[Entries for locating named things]
::::::::::
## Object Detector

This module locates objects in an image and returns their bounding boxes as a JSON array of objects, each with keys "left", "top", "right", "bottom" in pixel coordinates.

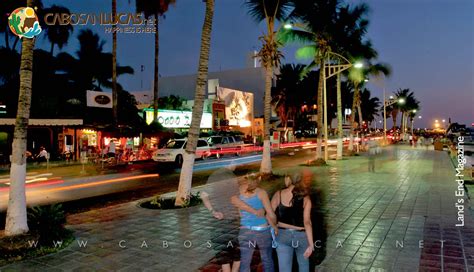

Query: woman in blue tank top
[
  {"left": 271, "top": 175, "right": 314, "bottom": 272},
  {"left": 232, "top": 176, "right": 278, "bottom": 272}
]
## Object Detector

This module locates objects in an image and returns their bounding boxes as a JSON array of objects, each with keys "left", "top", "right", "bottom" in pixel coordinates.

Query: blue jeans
[
  {"left": 239, "top": 228, "right": 275, "bottom": 272},
  {"left": 276, "top": 229, "right": 309, "bottom": 272}
]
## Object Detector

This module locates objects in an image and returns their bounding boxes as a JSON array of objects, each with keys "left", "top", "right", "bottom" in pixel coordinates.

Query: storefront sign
[{"left": 145, "top": 110, "right": 212, "bottom": 128}]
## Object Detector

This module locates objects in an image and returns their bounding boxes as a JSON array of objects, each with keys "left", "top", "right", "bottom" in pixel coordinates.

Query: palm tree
[
  {"left": 245, "top": 0, "right": 290, "bottom": 174},
  {"left": 5, "top": 0, "right": 35, "bottom": 236},
  {"left": 394, "top": 89, "right": 417, "bottom": 135},
  {"left": 328, "top": 4, "right": 375, "bottom": 160},
  {"left": 272, "top": 64, "right": 307, "bottom": 137},
  {"left": 136, "top": 0, "right": 176, "bottom": 122},
  {"left": 175, "top": 0, "right": 214, "bottom": 206},
  {"left": 43, "top": 5, "right": 73, "bottom": 56},
  {"left": 281, "top": 0, "right": 340, "bottom": 162},
  {"left": 0, "top": 1, "right": 17, "bottom": 49},
  {"left": 0, "top": 0, "right": 44, "bottom": 50}
]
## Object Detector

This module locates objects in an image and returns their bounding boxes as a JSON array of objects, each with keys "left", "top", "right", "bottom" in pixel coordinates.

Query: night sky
[{"left": 6, "top": 0, "right": 474, "bottom": 127}]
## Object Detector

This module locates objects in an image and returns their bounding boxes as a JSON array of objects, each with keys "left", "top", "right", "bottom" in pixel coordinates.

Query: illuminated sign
[
  {"left": 217, "top": 87, "right": 253, "bottom": 127},
  {"left": 145, "top": 109, "right": 212, "bottom": 128}
]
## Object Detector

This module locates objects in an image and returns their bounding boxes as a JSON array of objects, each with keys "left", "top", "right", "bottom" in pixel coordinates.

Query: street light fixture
[
  {"left": 383, "top": 95, "right": 405, "bottom": 143},
  {"left": 318, "top": 52, "right": 364, "bottom": 161}
]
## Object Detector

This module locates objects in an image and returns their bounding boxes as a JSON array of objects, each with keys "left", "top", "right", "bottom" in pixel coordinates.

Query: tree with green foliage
[{"left": 136, "top": 0, "right": 176, "bottom": 122}]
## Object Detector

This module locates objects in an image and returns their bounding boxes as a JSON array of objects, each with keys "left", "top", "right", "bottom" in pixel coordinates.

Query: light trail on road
[{"left": 37, "top": 174, "right": 160, "bottom": 193}]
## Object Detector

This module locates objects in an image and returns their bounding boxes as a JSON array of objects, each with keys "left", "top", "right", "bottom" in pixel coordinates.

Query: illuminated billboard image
[
  {"left": 145, "top": 109, "right": 212, "bottom": 128},
  {"left": 217, "top": 87, "right": 253, "bottom": 127}
]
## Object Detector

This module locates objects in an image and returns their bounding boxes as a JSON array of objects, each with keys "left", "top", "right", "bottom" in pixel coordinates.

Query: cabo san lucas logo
[{"left": 8, "top": 7, "right": 41, "bottom": 39}]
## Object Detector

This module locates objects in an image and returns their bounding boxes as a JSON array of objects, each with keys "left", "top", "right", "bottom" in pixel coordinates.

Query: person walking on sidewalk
[
  {"left": 201, "top": 161, "right": 265, "bottom": 272},
  {"left": 232, "top": 175, "right": 278, "bottom": 272},
  {"left": 368, "top": 139, "right": 377, "bottom": 173},
  {"left": 271, "top": 174, "right": 314, "bottom": 272}
]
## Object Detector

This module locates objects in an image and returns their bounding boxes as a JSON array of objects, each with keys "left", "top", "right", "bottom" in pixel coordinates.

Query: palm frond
[{"left": 295, "top": 44, "right": 318, "bottom": 60}]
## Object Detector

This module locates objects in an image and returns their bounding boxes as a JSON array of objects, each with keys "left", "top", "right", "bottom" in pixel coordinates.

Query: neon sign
[{"left": 145, "top": 109, "right": 212, "bottom": 128}]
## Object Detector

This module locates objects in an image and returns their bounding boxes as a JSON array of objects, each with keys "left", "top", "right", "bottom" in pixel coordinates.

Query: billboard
[
  {"left": 217, "top": 87, "right": 253, "bottom": 127},
  {"left": 145, "top": 109, "right": 212, "bottom": 128}
]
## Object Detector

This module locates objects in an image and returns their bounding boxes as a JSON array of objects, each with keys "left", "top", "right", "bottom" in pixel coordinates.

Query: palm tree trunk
[
  {"left": 112, "top": 0, "right": 118, "bottom": 125},
  {"left": 175, "top": 0, "right": 214, "bottom": 206},
  {"left": 260, "top": 65, "right": 273, "bottom": 174},
  {"left": 153, "top": 13, "right": 160, "bottom": 123},
  {"left": 336, "top": 73, "right": 343, "bottom": 160},
  {"left": 5, "top": 12, "right": 35, "bottom": 236},
  {"left": 392, "top": 111, "right": 398, "bottom": 130},
  {"left": 316, "top": 56, "right": 326, "bottom": 160},
  {"left": 349, "top": 83, "right": 360, "bottom": 151},
  {"left": 5, "top": 30, "right": 10, "bottom": 49},
  {"left": 12, "top": 36, "right": 20, "bottom": 50}
]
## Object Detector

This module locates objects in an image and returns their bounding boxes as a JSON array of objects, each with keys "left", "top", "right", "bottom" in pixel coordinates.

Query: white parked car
[
  {"left": 207, "top": 136, "right": 244, "bottom": 158},
  {"left": 152, "top": 139, "right": 211, "bottom": 166}
]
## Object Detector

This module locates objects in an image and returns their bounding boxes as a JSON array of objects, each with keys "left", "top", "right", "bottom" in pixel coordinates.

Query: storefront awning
[{"left": 0, "top": 118, "right": 84, "bottom": 126}]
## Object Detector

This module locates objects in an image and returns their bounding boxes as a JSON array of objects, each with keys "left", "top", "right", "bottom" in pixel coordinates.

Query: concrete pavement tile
[{"left": 346, "top": 263, "right": 371, "bottom": 271}]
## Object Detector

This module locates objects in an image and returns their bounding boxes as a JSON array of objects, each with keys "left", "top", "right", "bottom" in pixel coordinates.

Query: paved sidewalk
[{"left": 0, "top": 146, "right": 474, "bottom": 271}]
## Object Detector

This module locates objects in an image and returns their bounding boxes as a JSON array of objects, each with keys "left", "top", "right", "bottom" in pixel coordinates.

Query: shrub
[
  {"left": 28, "top": 204, "right": 67, "bottom": 245},
  {"left": 140, "top": 192, "right": 202, "bottom": 210}
]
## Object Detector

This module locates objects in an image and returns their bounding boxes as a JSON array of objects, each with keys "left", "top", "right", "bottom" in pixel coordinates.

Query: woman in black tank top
[{"left": 271, "top": 175, "right": 313, "bottom": 272}]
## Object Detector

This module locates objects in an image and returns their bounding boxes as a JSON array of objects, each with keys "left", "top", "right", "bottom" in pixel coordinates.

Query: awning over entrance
[{"left": 0, "top": 118, "right": 84, "bottom": 126}]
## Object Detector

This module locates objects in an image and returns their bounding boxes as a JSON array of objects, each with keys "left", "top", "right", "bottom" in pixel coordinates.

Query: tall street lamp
::::::::::
**Exercise goal:** Which lines of the entries above contain the word "awning"? Show every such line in full, counting only matches in the same case.

**Task solution:**
Query: storefront awning
Query: awning over entrance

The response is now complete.